§ Stated task
Please quote the listing below word for word, keeping every line unchanged.

§ Task data
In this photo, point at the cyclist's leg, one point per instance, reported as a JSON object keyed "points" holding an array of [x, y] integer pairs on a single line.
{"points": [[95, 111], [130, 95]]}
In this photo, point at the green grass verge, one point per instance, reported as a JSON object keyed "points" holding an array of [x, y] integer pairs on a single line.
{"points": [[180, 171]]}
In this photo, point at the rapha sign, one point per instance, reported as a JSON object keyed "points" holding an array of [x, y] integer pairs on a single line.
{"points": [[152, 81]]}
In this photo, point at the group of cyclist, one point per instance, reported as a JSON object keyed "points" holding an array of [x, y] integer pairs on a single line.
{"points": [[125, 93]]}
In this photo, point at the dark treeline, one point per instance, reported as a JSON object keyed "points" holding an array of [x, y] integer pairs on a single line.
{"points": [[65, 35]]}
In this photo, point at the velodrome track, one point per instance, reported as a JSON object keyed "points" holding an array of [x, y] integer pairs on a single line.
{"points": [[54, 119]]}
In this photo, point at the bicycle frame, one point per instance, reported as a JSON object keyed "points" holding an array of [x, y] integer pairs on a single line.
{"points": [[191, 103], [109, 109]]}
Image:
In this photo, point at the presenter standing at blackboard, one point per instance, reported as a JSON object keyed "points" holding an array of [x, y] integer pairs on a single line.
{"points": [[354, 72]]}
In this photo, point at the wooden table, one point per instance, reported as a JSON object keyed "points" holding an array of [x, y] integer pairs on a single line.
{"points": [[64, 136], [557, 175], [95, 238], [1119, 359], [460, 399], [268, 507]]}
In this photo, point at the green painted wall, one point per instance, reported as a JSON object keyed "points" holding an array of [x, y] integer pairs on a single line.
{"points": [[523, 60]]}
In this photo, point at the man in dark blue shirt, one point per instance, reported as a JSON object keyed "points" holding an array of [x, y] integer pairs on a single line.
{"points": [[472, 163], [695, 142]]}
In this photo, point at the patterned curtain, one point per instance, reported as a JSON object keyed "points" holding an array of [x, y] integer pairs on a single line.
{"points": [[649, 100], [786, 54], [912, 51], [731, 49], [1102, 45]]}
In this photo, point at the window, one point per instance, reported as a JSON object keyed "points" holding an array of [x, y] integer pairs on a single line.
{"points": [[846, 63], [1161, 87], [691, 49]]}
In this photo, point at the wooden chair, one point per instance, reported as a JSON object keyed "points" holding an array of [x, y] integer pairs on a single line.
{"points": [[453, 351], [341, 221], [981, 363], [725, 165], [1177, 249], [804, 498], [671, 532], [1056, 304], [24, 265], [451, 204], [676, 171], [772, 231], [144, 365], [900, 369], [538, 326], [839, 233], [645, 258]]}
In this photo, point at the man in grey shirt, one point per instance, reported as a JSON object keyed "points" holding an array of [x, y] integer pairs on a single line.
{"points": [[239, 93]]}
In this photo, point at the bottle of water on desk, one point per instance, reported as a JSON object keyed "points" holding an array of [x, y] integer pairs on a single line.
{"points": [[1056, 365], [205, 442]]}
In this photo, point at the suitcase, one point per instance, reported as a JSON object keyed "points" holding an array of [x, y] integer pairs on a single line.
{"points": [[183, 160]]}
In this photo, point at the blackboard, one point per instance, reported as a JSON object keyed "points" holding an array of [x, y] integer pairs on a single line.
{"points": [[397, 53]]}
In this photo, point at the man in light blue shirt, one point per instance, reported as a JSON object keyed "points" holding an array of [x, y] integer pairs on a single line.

§ Exercise output
In this photo, point at the cyclist's leg, one point per instance, reported as a JSON object keyed "points" holding an array of [x, y] integer pairs on a single line.
{"points": [[95, 111], [130, 95]]}
In this photo, point at the green grass verge, one point per instance, reported as a JSON object keyed "points" holding an array of [x, y] integer pairs on a single line.
{"points": [[180, 171]]}
In this photo, point at the rapha sign, one point per instance, reported as a JSON object keyed "points" holding an array of [x, y] integer pairs on a single line.
{"points": [[152, 81]]}
In this photo, point at the group of cyclist, one point per instance, reported as a JSON object keyed "points" holding an array of [x, y] integer pairs on a single line.
{"points": [[125, 93]]}
In this photo, point at the dark treeline, one point per instance, reported as a JSON object keyed "points" holding an array of [x, y] integer pairs on a single line.
{"points": [[65, 35]]}
In this photo, point at the velodrome track, one point per instance, reported as a JSON object keyed "points" holding an array of [x, y] integer pairs on a single line.
{"points": [[54, 119]]}
In this photo, point at the bicycle frame, one point per instance, reported as a JSON object keyed "points" holding an array of [x, y] integer pairs on a single line.
{"points": [[191, 103], [109, 109]]}
Image:
In this photo, point at the presenter standing at blackboard, one point per instance, reported as a JSON object keyed "points" holding an array of [x, y] integer pairs on a single line.
{"points": [[354, 72]]}
In this photo, point at the wooden table, one point per instance, reported as a JSON object keyed "points" holding an array of [x, y] integer pairs on a single line.
{"points": [[64, 136], [557, 175], [95, 238], [1119, 359], [460, 399], [268, 507]]}
In this photo, point at the green painted wall, one point per instance, reported as a JSON object keyed "points" holding an array of [x, y] integer pairs on a single line.
{"points": [[523, 60]]}
In this photo, point at the man in dark blue shirt, one point per instance, reported as a JSON object keyed "points" holding an array of [x, y] integer pairs on a single line.
{"points": [[472, 163], [695, 142]]}
In this photo, point at the patterned curtain, one point per instance, reported as a JSON object keyed "points" holding an array of [x, y] integer pairs on a single line.
{"points": [[649, 100], [786, 54], [912, 51], [731, 49], [1102, 45]]}
In this photo, point at the window, one point per instance, reported as a JSON object keyed "points" holding an array of [x, y] integer pairs on a single line.
{"points": [[846, 63], [1161, 87], [691, 49]]}
In this photo, point at the wooden chair, one point per instance, reported as a JSON object keyed "points" holding an array of [x, y] integer pairs on a single line.
{"points": [[453, 351], [341, 221], [981, 363], [725, 165], [1177, 249], [804, 498], [671, 532], [1056, 304], [24, 265], [451, 204], [676, 171], [772, 231], [144, 365], [900, 369], [538, 326], [839, 233], [645, 258]]}
In this photo, point at the man in grey shirt, one point per instance, reported as a JSON object keyed "points" holding an array of [x, y] integer pairs on a single line.
{"points": [[239, 93]]}
In this photo, point at the bottle of water on desk, one point per instance, reported as a JSON object keyed "points" holding an array of [x, y] integer pairs on a single line.
{"points": [[1056, 365], [205, 442]]}
In this photo, point at the suitcase, one point per instance, reported as a JSON object keyed "points" holding an array of [x, y] integer pairs on a single line.
{"points": [[183, 160]]}
In this photo, point at the blackboard, one point per instance, reported as a JSON object keyed "points" holding an array of [x, y] integer pairs on a single line.
{"points": [[397, 53]]}
In this photo, point at the man in light blue shirt, one point per instance, reported as a JSON object keyed "points" holding an array of [x, y] integer pairs on a single line.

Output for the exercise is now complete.